===== Righe =====
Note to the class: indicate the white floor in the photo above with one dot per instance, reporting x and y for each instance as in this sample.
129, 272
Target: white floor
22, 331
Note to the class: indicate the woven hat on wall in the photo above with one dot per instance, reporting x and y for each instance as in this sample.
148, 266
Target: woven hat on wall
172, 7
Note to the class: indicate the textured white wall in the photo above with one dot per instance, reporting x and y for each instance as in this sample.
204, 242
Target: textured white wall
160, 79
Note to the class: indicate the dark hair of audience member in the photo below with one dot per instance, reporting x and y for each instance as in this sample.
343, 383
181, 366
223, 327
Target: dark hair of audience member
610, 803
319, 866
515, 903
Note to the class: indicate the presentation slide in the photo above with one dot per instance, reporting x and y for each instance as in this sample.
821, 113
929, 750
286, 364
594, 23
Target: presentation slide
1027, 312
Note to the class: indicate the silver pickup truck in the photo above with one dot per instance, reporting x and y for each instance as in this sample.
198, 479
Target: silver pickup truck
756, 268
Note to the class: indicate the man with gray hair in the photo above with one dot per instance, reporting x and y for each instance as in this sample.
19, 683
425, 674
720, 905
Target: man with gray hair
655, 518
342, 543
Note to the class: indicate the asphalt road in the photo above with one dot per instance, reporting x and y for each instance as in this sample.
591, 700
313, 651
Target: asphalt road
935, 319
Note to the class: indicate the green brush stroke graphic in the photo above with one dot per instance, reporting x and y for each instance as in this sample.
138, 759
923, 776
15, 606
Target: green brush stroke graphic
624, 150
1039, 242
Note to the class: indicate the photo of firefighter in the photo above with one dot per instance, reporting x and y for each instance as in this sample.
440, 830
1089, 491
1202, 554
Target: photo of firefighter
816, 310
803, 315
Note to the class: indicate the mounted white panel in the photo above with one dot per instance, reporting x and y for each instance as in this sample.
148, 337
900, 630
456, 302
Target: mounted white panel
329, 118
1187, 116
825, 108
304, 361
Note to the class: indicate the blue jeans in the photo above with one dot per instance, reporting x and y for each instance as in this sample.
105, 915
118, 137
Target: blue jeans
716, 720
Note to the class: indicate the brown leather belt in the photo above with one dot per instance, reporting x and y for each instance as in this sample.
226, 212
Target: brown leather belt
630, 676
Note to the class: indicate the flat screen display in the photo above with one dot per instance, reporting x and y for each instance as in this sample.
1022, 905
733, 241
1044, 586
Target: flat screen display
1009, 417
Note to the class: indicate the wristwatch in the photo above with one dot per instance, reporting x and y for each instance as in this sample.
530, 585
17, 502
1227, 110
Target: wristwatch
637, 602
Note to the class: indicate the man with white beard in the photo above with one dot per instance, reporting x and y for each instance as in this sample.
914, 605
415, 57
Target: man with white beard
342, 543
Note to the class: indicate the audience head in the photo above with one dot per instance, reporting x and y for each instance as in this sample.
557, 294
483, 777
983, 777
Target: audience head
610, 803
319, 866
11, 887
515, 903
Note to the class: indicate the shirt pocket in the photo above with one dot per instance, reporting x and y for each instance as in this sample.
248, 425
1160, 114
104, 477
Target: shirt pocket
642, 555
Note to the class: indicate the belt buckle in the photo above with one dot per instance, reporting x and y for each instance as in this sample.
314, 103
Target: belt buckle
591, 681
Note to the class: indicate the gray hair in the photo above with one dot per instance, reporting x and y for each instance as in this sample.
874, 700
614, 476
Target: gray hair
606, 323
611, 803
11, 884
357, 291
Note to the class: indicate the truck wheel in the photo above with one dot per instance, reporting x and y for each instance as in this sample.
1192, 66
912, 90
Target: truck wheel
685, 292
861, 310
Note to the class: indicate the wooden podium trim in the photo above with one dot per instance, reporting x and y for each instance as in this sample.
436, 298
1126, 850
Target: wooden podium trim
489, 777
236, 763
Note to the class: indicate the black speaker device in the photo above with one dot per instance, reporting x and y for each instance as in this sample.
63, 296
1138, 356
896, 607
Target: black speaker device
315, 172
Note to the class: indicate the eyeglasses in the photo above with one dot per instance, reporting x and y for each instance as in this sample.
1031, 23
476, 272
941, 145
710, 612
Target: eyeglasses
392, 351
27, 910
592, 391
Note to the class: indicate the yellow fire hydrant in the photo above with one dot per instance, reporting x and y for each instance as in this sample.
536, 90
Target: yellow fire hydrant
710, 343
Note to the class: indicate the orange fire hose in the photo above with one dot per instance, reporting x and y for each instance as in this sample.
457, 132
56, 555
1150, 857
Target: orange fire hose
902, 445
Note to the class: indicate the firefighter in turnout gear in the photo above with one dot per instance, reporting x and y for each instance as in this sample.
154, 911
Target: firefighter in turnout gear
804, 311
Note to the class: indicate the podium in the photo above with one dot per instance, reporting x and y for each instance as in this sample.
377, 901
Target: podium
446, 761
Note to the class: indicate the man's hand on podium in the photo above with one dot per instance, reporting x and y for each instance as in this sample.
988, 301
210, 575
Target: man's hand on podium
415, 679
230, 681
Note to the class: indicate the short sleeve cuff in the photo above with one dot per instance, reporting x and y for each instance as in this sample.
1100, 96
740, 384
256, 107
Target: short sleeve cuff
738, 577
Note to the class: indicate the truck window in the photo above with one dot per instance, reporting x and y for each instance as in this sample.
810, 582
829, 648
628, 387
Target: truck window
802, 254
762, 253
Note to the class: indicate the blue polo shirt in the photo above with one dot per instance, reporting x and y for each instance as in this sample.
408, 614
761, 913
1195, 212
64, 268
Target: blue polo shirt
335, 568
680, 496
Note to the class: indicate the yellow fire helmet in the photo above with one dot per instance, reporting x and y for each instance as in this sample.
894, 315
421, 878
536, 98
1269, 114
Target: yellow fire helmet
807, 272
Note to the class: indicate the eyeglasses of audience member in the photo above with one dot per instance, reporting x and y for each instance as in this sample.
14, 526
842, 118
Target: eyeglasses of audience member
=====
Consegna:
Riscrivi tutte le righe sostituendo "Note to the class" con "Note for the students" e lasciando invariato tutto il resto.

Soluzione:
Note for the students: indicate the white floor in the photo above with one dot per instance, reporting x and y for each instance as in this sample.
129, 272
Target: white floor
22, 331
Note for the students: indicate the woven hat on wall in the photo above with one dot per instance, reporting x and y for each instance as in this sample.
148, 266
Target: woven hat on wall
172, 7
Note for the students: indicate the textured white wall in the photo above with one dot per instance, reporting x and y for each instance as in this sample.
204, 242
Target: textured white wall
160, 79
Note for the students: indicate the dark hair of audience member in the photo below with one dot per instance, reporting x and y for each instance as in this sample.
343, 383
181, 366
223, 327
Target: dark hair of audience member
610, 803
319, 866
515, 903
Note for the students: indicate the presentation slide in the photo above with one dot per instance, reporting x and y for each instance as in this sample.
821, 113
929, 750
286, 364
594, 23
Target: presentation slide
1027, 312
Note for the students: indicate the silver pickup truck in the photo above with one dot per instance, reporting x and y for each instance as in this sample.
198, 479
Target: silver pickup truck
756, 268
Note for the students: indicate the man with gray hair in the photo above with one dot per instance, reporting x and y for each instance as in this sample.
19, 683
425, 674
720, 905
Target: man with gray hair
655, 518
342, 543
Note for the students: indicate the asphalt road in the photo above with one dot per instance, reporting x and y for each instance as in this sample.
591, 700
313, 651
Target: asphalt road
935, 319
Note for the students: indicate the green brush stroke graphic in the photo above with one dot per instance, reporting x and y for each instance as in this sample.
138, 759
923, 776
15, 606
Target: green brush stroke graphic
624, 150
1039, 242
Note for the students: indicate the photo of firefighter in the photo above with one dot per instance, reporting x and y for each instance as in this sample.
440, 830
1089, 491
1202, 554
Target: photo of firefighter
816, 310
803, 315
Note for the students: indicate the mounted white panel in the photo above with one dot per instance, reporting x and y for each instance as in this sample.
148, 337
900, 630
456, 302
Target: mounted white panel
329, 118
1187, 116
825, 108
304, 361
Note for the students: indicate the blue jeans in the photo above with one dot per instance, reporting x and y for each instance as in this sample.
105, 915
118, 137
Target: blue jeans
716, 720
Note for the students: indicate the brown leather belt in the photo above with one dot per instance, reporting x and y for each instance as in this sample.
226, 212
Target: brown leather belt
630, 676
Note for the students: indicate the flat screen display in the photo above with one dot per instance, reporting x and y for each instance as in this sample.
1022, 905
733, 241
1044, 586
Target: flat screen display
1009, 417
Note for the students: indicate the wristwatch in the photo above with one dot per instance, reporting x and y for each instance as in this sample.
530, 585
17, 502
1227, 110
Target: wristwatch
637, 602
Note for the students: indicate the man with white beard in the photo above with one dot per instance, reporting x and y for each instance as in this sample.
914, 605
415, 57
Target: man with white beard
342, 543
Note for the students: indicate the audience head in the photo above with one dot per instance, reporting x and y for each instance as in this sample.
557, 294
483, 777
983, 777
Target: audience head
610, 803
319, 866
11, 887
515, 903
Note for the students: indicate the shirt pocket in the photo above with one dot per instance, reporting x and y for each instance as in this sample.
248, 425
1160, 114
104, 477
Target: shirt pocket
642, 555
Note for the students: indicate the belt buckle in the photo above with one dot per instance, reporting x and y for each instance as in this sample.
314, 103
Target: belt buckle
591, 681
Note for the students: indicate the gray hair in the photo above with one dot per instance, reporting x and y for each instance as in this sample.
874, 700
614, 476
Target: gray hair
606, 323
611, 803
11, 884
357, 291
Note for the students: indicate the truck wheel in the photo above with one dot per instance, reporting x and y for each instance as in this sample.
1192, 66
912, 90
Target: truck wheel
685, 292
861, 310
Note for the students: indicate the wooden podium trim in the photo above with one dot per instance, reporting x and y for each instance as in this sample.
436, 298
1126, 850
Target: wooden podium trim
489, 777
236, 763
Note for the students: indicate the black speaker device in the photo above with one dot per instance, reporting x and y for each instance as in this sample.
63, 296
1138, 356
896, 607
Target: black speaker device
315, 172
Note for the students: indicate the eyeglasses in the photo above with one dot per instance, reporting x and y for each instance as in this sample.
1031, 23
476, 272
941, 145
710, 612
Target: eyeglasses
392, 351
27, 910
592, 391
Note for the students: indicate the yellow fire hydrant in the photo above with one dot per instance, reporting x and y for each instance as in this sample.
536, 90
Target: yellow fire hydrant
710, 343
Note for the students: indicate the orange fire hose in the photo above with one dot per instance, reporting x and y for each instance as in this sample.
457, 132
56, 555
1150, 857
Target: orange fire hose
902, 445
Note for the students: indicate the firefighter in turnout gear in the photo above with one dot per instance, reporting x and y for each instance as in this sample.
154, 911
Target: firefighter in turnout gear
804, 311
Note for the students: indicate the podium in the photo above with one dot per instance, reporting x and y for each instance as in this sample.
377, 901
Target: podium
446, 761
Note for the students: indicate the man's hand on podium in the photo above with one dot per instance, reporting x and y for each instance as in this sample.
988, 301
210, 575
Target: man's hand on podium
415, 679
230, 681
Note for the students: indicate the short sleeve cuff in the photo above with one dot per instance, reporting x and y for each instance as in this sample.
1100, 96
740, 384
256, 107
Target: short sleeve cuff
738, 577
Note for the students: indicate the truck window in the photo above with one dot per instance, reporting x and y for each instance as in this sample.
810, 582
829, 648
628, 387
Target: truck window
802, 254
762, 253
Note for the students: indicate the blue polo shirt in the photo above with one dot per instance, reporting x and y for each instance as in this sample.
408, 614
761, 913
1195, 212
64, 268
Target: blue polo shirt
335, 568
680, 496
Note for the students: indicate the yellow fire helmet in the photo above with one dot per instance, reporting x and y for each instance as in this sample.
894, 315
421, 878
536, 98
1269, 114
Target: yellow fire helmet
807, 272
Note for the students: indicate the eyeglasses of audience member in the photo above with one dot per instance, reporting x and y for each instance as in this sample.
14, 526
842, 118
Target: eyeglasses of audience member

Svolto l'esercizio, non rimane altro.